**Requirements**
Rewrite the rows below, from the line containing "the rock outcrop" through the end of the rows, with both ends included. Keep every request unchanged, but multiply each bounding box coordinate in the answers by 2.6, rounding to whole numbers with halves rounded up, and leave out the pictures.

**Given records**

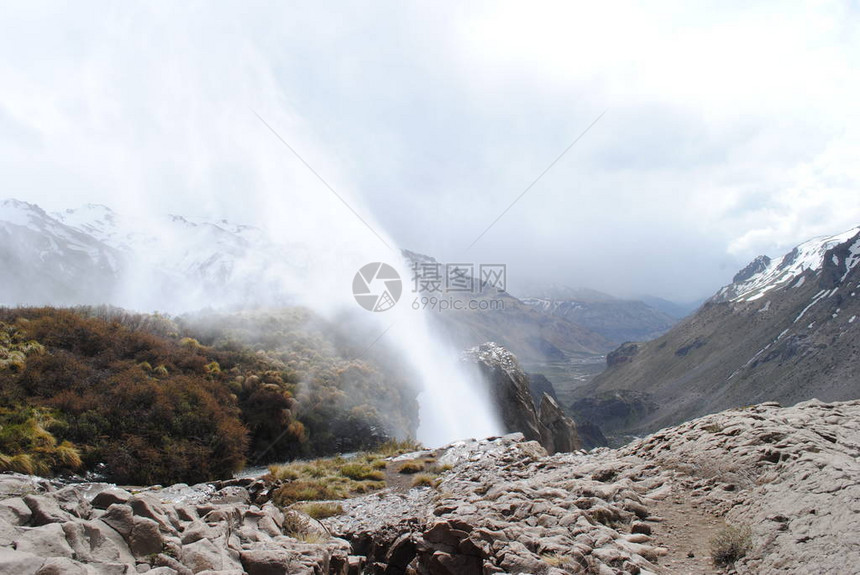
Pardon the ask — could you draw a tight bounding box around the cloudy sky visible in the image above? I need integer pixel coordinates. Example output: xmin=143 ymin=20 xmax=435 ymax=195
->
xmin=0 ymin=1 xmax=860 ymax=300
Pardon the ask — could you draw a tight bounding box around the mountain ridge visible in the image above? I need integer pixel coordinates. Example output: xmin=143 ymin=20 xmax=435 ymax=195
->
xmin=571 ymin=224 xmax=860 ymax=436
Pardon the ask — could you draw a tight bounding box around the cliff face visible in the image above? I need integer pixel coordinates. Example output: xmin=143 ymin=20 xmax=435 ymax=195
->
xmin=463 ymin=342 xmax=582 ymax=453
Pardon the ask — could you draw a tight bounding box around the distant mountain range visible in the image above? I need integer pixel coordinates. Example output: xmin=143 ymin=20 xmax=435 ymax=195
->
xmin=0 ymin=200 xmax=704 ymax=362
xmin=571 ymin=227 xmax=860 ymax=435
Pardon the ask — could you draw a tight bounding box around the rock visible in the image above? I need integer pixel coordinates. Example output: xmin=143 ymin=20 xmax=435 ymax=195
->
xmin=92 ymin=487 xmax=132 ymax=509
xmin=128 ymin=493 xmax=179 ymax=533
xmin=538 ymin=394 xmax=582 ymax=453
xmin=14 ymin=523 xmax=74 ymax=558
xmin=630 ymin=521 xmax=651 ymax=535
xmin=181 ymin=539 xmax=235 ymax=573
xmin=240 ymin=549 xmax=297 ymax=575
xmin=24 ymin=495 xmax=74 ymax=526
xmin=100 ymin=503 xmax=134 ymax=539
xmin=209 ymin=485 xmax=251 ymax=505
xmin=128 ymin=517 xmax=164 ymax=557
xmin=63 ymin=520 xmax=134 ymax=563
xmin=462 ymin=342 xmax=580 ymax=453
xmin=36 ymin=557 xmax=92 ymax=575
xmin=0 ymin=548 xmax=45 ymax=575
xmin=0 ymin=497 xmax=33 ymax=525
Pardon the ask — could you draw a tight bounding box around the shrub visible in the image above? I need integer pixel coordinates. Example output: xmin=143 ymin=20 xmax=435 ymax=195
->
xmin=272 ymin=481 xmax=343 ymax=507
xmin=340 ymin=463 xmax=385 ymax=481
xmin=711 ymin=525 xmax=752 ymax=567
xmin=397 ymin=459 xmax=424 ymax=473
xmin=298 ymin=503 xmax=343 ymax=519
xmin=412 ymin=473 xmax=438 ymax=487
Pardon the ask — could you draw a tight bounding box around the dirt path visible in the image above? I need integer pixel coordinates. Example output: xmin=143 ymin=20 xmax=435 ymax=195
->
xmin=649 ymin=490 xmax=724 ymax=575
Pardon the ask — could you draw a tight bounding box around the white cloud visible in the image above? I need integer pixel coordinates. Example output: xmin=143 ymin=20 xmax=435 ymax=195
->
xmin=0 ymin=2 xmax=860 ymax=297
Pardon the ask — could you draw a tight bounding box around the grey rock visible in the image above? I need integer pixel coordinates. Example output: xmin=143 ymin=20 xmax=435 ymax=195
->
xmin=92 ymin=487 xmax=132 ymax=509
xmin=14 ymin=523 xmax=74 ymax=558
xmin=0 ymin=548 xmax=45 ymax=575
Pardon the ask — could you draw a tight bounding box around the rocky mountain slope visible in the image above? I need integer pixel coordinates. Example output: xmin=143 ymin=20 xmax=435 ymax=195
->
xmin=0 ymin=401 xmax=860 ymax=575
xmin=463 ymin=342 xmax=582 ymax=453
xmin=522 ymin=286 xmax=677 ymax=344
xmin=572 ymin=228 xmax=860 ymax=434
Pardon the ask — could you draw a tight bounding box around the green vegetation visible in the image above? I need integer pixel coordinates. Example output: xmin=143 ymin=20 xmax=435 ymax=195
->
xmin=0 ymin=307 xmax=417 ymax=486
xmin=412 ymin=473 xmax=439 ymax=487
xmin=269 ymin=453 xmax=394 ymax=506
xmin=397 ymin=459 xmax=424 ymax=473
xmin=711 ymin=525 xmax=752 ymax=567
xmin=0 ymin=408 xmax=82 ymax=475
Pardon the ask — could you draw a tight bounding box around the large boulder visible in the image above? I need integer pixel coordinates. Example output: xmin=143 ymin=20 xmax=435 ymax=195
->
xmin=462 ymin=342 xmax=581 ymax=453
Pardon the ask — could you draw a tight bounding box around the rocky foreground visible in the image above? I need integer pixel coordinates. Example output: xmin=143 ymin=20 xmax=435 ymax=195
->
xmin=0 ymin=401 xmax=860 ymax=575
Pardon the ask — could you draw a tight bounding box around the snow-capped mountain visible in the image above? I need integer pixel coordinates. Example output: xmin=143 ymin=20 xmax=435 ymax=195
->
xmin=0 ymin=200 xmax=301 ymax=311
xmin=714 ymin=226 xmax=860 ymax=302
xmin=574 ymin=227 xmax=860 ymax=440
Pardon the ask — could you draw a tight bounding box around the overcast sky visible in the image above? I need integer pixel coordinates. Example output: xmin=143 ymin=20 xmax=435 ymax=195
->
xmin=0 ymin=1 xmax=860 ymax=300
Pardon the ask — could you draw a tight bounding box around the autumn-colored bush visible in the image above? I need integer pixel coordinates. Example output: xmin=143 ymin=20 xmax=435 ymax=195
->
xmin=0 ymin=306 xmax=417 ymax=484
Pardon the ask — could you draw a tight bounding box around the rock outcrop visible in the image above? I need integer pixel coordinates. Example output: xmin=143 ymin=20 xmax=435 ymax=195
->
xmin=324 ymin=401 xmax=860 ymax=575
xmin=0 ymin=475 xmax=361 ymax=575
xmin=463 ymin=342 xmax=582 ymax=453
xmin=0 ymin=401 xmax=860 ymax=575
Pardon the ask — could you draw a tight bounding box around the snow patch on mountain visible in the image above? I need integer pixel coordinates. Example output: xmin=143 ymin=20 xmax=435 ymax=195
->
xmin=714 ymin=226 xmax=860 ymax=304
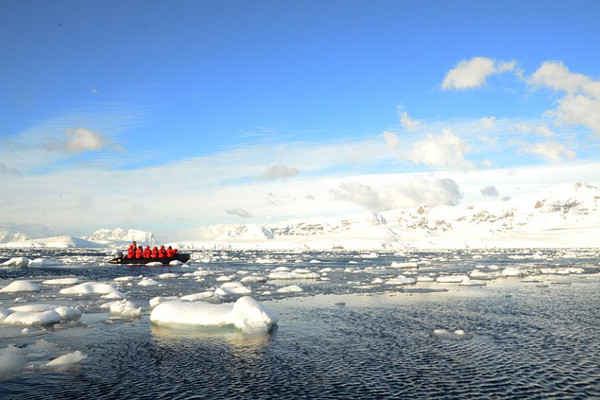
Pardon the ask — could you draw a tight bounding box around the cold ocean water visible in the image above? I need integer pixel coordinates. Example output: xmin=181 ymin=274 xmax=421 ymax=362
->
xmin=0 ymin=250 xmax=600 ymax=399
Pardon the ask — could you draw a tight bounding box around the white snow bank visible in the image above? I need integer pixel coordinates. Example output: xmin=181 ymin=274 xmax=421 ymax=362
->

**Task response**
Pardon the ask — could you draw a tight bounding box around the rock outcrop visible in the image above? I need integer pixel coordinates. Example output: xmin=143 ymin=20 xmax=435 ymax=195
->
xmin=842 ymin=1043 xmax=2236 ymax=1495
xmin=0 ymin=1235 xmax=939 ymax=1495
xmin=1204 ymin=889 xmax=1513 ymax=1178
xmin=0 ymin=1043 xmax=2236 ymax=1495
Pardon the ask — could you draw a tight bounding box around the snow patch on mountain visible in the image above? I need integer pixel coordinates. Example output: xmin=143 ymin=20 xmax=435 ymax=195
->
xmin=1856 ymin=588 xmax=2236 ymax=790
Pardon the ask — could you draw a tight bounding box around the cold ocean water visible in the image above? I need integer pixel coordinates. Example output: xmin=181 ymin=274 xmax=421 ymax=362
->
xmin=0 ymin=650 xmax=1560 ymax=1037
Pardon the ask — could you draw a tight bounding box around the white snow bank visible in the image above? I need integer pixel coordinates. Example output: xmin=181 ymin=274 xmax=421 ymax=362
->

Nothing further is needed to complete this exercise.